A block of data:
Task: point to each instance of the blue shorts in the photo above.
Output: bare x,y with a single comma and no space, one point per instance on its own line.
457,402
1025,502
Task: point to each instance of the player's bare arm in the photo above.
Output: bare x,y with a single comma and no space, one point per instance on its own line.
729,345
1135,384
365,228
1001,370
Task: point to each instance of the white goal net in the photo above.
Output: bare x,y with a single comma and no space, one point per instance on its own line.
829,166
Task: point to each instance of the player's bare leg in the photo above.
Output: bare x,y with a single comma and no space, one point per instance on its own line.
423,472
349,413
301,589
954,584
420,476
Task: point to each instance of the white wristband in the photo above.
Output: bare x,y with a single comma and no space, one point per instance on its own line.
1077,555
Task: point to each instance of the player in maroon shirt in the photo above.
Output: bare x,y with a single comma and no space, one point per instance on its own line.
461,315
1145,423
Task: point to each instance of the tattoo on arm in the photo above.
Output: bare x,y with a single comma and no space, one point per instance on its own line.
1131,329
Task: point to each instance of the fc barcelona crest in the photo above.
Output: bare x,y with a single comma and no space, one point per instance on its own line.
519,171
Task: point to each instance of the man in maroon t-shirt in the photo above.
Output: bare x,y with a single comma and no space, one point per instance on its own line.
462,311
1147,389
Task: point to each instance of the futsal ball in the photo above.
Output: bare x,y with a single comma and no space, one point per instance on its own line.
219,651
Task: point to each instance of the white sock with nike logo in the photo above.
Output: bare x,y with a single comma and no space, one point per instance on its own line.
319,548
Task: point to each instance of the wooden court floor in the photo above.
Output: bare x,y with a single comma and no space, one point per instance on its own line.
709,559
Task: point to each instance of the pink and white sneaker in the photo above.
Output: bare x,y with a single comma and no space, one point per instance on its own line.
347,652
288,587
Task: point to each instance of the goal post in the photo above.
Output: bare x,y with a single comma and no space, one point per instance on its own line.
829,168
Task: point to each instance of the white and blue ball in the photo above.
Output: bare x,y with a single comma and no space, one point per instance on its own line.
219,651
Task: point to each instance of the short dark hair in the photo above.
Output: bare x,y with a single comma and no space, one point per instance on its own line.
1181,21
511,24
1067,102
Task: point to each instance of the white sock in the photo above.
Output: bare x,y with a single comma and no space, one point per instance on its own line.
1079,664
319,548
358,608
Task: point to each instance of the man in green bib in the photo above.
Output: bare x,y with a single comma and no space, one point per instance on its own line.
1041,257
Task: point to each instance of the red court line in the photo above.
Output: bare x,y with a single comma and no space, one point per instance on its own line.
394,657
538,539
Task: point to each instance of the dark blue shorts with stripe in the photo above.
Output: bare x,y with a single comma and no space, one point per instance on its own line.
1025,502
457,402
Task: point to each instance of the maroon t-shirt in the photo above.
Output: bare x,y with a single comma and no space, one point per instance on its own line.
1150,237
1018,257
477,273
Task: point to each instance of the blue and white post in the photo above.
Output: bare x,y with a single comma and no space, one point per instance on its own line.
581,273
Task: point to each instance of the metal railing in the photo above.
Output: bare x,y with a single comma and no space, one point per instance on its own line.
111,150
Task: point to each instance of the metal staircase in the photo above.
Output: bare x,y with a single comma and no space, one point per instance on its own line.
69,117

§ Description of the task
Rewrite everything from the line containing "Task: point to each instance of the metal railing" down to the end of the items, changing "metal" to "steel" and leaving all else unchanged.

§ Reply to the task
Task: point to each instance of the steel railing in the photo above.
Output: bare x,y with a single comma and no space, one point per instance on its own line.
111,150
Task: point to each instance of the steel staircase in the photo above.
Output: bare x,y with a single comma and no space, one point per instance on its own line.
69,117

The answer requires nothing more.